→ DOCUMENT SEGMENT
** START **
# Cage Lining?



## xoniac (Dec 2, 2011)

Hey everyone,

I have a Martin's R-680 for my two boys. They have tons of toys and such but I can't help but notice that it looks pretty.... boring compared to some of the other cages I see on here. I was wondering if anybody knows where I can get/buy liners and accessories that will specifically fit my cage. I can usual only find people who make hammocks or hang-on corner shelves and the likes, but to find actual washable shelf and floor liners.... I'm at a loss. Right now, I simply use care fresh and brown felt on he shelves (as I had a surplus of it laying around). However, the felt tends to holds urine really, really easy and stiffens up pretty solid.... then it's disgusting and smells and has to be replaced, and that's just not cool. 

Anyone?


----------



## CarrieD (Nov 20, 2011)

You can try the marketplace on this forum or you can try here, it's about the only place I've seen custom liners for Martins, and they look pretty reasonably pirced.


----------



## xoniac (Dec 2, 2011)

Awesome! Will have to check it out! Thanks!


----------



## CarrieD (Nov 20, 2011)

You're very welcome, good luck! I don't have that cage, so don't have any homier ideas to pass along. I'll be someone will, though.


----------



## Heathcliffe&Darcy (Feb 2, 2012)

Buying a few yards of fleece and cutting it to size works well, also. We had some around the house that we used when we got our two boys a few days ago.


----------



## xoniac (Dec 2, 2011)

True, I could do that. 
The sets others are making are so pretty and nice though!
Hm....


----------



## EleashaC (Jan 30, 2012)

I've made all my own cage liners, hammocks, etc, and it's been surprisingly easy. I've barely every sewed before, and I've been doing it all by hand, but there are some really useful tutorials in the sticky posts, and scattered throughout the regular posts. For my fabric, I went to a thrift store and bought all their thick fleece bathrobes, then headed over to Walmart and picked up a couple of those pre-cut packages of regular cloth-- the ones I buy come in 18"x24", I think. There are some really nice patterns to pick through. Just slap them together (don't forget to fasten the ties on the correct side-- something I was taught the hard way).


----------
** END **
→ EXCERPTED RECORDS
** START **
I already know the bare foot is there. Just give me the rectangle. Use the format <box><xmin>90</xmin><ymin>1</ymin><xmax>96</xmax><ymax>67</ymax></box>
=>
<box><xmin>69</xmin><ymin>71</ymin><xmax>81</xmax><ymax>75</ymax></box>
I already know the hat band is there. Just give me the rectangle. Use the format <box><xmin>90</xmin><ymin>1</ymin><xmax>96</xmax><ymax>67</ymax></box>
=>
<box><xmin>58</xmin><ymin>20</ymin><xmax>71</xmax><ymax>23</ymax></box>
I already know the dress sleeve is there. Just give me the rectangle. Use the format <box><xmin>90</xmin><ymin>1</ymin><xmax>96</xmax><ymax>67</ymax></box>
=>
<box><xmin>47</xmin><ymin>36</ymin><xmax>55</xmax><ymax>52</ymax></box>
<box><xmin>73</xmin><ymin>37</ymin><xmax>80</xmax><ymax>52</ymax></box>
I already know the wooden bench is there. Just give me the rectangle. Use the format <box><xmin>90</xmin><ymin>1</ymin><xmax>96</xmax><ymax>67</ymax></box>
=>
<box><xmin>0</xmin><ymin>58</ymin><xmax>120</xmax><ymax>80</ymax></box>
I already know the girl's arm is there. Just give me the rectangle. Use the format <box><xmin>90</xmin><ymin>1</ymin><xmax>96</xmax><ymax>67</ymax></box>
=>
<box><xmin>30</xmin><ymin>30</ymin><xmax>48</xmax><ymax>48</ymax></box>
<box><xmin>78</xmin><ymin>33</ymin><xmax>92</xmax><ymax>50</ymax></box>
** END **
→ WHAT YOU WILL DO
1. Reproduce the cage lining thread word for word, beginning at the words "You're very welcome, good" and stopping after "few days ago.".
2. According to the cage lining thread, why is the brown felt on the shelves a problem for xoniac? Answer in one to three sentences.
Work from the cage lining thread alone.

→ ANSWERS BELOW
1.
You're very welcome, good luck! I don't have that cage, so don't have any homier ideas to pass along. I'll be someone will, though.


----------



## Heathcliffe&Darcy (Feb 2, 2012)

Buying a few yards of fleece and cutting it to size works well, also. We had some around the house that we used when we got our two boys a few days ago.

2. The felt absorbs urine very easily and stiffens up solid. It then becomes disgusting and smelly and has to be replaced.